● **Problem to solve**
Reproduce each of the entries below line for line, omitting the pictures.

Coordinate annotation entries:
------------------------
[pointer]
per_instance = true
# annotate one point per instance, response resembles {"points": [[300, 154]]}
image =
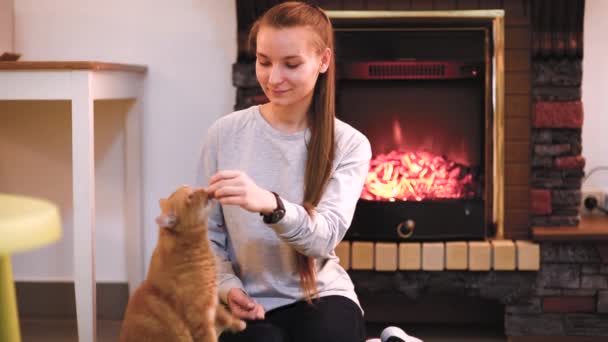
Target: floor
{"points": [[65, 331]]}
------------------------
● **Reply to the task**
[pointer]
per_instance = true
# annotate one point per instance, response resembles {"points": [[300, 154]]}
image =
Target: floor
{"points": [[65, 331]]}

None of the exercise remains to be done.